Source data -

^^^^^^^^^^^^^^^^

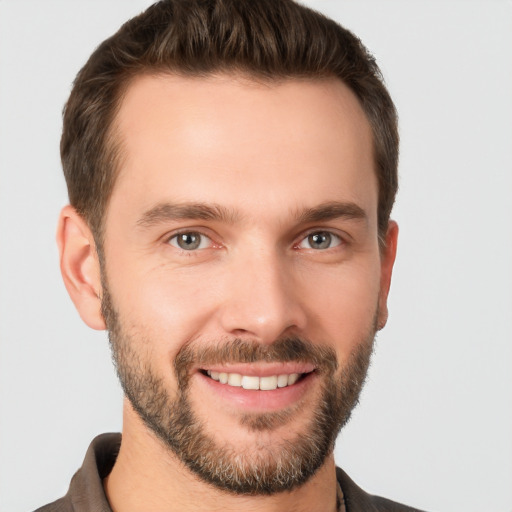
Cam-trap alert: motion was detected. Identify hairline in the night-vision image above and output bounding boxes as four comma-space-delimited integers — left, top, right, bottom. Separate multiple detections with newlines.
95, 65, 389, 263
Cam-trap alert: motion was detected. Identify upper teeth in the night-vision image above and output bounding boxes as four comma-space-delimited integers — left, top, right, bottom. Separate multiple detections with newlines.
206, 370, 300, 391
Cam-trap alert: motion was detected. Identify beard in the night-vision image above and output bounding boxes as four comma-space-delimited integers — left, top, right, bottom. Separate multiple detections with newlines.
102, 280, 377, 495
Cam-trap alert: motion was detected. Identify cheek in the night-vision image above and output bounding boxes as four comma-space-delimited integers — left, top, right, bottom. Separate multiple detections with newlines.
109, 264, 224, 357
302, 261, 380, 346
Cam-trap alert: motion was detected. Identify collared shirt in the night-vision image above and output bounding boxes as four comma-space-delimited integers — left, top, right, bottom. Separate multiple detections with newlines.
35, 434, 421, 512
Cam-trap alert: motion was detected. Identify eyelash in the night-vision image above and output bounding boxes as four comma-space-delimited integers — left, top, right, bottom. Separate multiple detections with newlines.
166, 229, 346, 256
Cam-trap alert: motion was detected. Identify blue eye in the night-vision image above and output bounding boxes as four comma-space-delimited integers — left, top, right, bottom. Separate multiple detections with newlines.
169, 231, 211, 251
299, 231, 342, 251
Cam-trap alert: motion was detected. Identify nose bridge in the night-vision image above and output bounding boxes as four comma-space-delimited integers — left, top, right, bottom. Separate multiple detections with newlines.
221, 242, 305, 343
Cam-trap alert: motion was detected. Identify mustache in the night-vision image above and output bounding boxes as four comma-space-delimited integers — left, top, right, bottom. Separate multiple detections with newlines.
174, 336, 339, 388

^^^^^^^^^^^^^^^^

Problem to work on - Starting at the line containing "Cam-trap alert: motion was detected. Identify upper" and ending at the line containing "166, 229, 346, 256", write those lines out again, requests included, and shift every bounding-box coordinate in the answers by -13.

Correct result -
Cam-trap alert: motion was detected. Identify upper teeth in the night-vision image above and output bounding boxes as four comma-space-delimited integers — left, top, right, bottom. Separate multiple detections with newlines.
193, 357, 287, 378
Cam-trap alert: motion was detected. Identify beard in the night-vision image above and output bounding boxes as four comma-space-delimited integers — left, top, right, bottom. Separate multiple detections with newlines.
89, 267, 364, 482
Cam-trap alert: motion was detected. Identify cheek in the night-vision image above and output bounding boxes as four comma-space-delimited integers — left, top, right, bottom. Separate multiple detections with newlines.
96, 251, 211, 344
289, 248, 367, 333
Cam-trap alert: motion was detected. Identify collared shirt in the night-vision image above and output bounding boxes as four comma-space-delimited integers — left, top, right, bottom. Separate multiple detections with newlines.
22, 421, 408, 499
Cam-trap alert: motion was detected. Identify eyelash in the night-vision image above and output bounding boxes as four comma-space-delimited integers — left, top, right, bottom. Separate multiple detections with newlines.
153, 216, 333, 243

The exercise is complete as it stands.